*Written exercise*
Show each line of the records below that contains the string "woman", copying every such line in full. Matches are case-sensitive.

-- begin Given entries --

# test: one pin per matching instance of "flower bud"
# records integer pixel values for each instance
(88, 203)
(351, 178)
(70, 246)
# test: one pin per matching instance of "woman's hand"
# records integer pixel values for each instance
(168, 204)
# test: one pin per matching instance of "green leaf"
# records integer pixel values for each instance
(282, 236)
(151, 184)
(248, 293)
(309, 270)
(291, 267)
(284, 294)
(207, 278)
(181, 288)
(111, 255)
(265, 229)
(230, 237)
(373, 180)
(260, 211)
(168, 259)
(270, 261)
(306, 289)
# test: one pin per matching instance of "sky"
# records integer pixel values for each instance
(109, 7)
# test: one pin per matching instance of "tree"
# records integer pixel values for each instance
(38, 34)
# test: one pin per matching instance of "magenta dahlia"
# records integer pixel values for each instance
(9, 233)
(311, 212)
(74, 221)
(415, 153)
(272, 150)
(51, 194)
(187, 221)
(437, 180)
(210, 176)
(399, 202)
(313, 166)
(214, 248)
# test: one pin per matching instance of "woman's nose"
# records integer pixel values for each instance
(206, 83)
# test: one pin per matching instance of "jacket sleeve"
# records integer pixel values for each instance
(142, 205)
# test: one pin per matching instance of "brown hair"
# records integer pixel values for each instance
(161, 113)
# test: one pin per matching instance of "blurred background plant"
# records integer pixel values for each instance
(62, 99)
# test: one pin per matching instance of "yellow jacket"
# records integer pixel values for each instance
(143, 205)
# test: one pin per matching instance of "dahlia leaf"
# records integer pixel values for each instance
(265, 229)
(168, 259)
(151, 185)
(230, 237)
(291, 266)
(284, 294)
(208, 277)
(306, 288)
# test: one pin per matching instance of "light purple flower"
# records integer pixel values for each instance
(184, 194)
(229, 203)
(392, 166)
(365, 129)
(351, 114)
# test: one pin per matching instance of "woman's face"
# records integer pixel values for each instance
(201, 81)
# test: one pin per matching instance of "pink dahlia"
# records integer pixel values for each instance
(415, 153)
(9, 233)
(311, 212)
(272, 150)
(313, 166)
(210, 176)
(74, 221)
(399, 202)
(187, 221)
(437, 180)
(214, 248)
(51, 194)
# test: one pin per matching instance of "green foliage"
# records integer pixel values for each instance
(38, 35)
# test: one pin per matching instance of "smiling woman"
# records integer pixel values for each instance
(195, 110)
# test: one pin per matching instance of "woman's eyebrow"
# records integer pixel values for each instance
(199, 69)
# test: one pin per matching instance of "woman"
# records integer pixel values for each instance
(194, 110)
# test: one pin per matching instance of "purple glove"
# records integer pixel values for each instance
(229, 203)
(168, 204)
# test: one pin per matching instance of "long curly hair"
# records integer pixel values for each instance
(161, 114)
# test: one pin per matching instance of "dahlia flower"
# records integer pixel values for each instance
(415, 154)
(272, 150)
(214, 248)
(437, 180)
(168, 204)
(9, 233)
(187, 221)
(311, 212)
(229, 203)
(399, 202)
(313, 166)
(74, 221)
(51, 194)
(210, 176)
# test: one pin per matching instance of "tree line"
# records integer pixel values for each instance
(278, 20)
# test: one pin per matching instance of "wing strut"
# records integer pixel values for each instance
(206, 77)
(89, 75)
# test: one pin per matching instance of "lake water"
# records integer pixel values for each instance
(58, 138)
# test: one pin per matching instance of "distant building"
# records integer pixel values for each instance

-- end Given entries --

*Expected answer*
# test: one pin per matching instance of "woman's hand"
# test: one pin per matching instance of "woman's nose"
# test: one pin per matching instance of "woman's face"
# test: one pin per matching instance of "smiling woman"
# test: one pin per matching instance of "woman's eyebrow"
# test: one pin per matching instance of "woman"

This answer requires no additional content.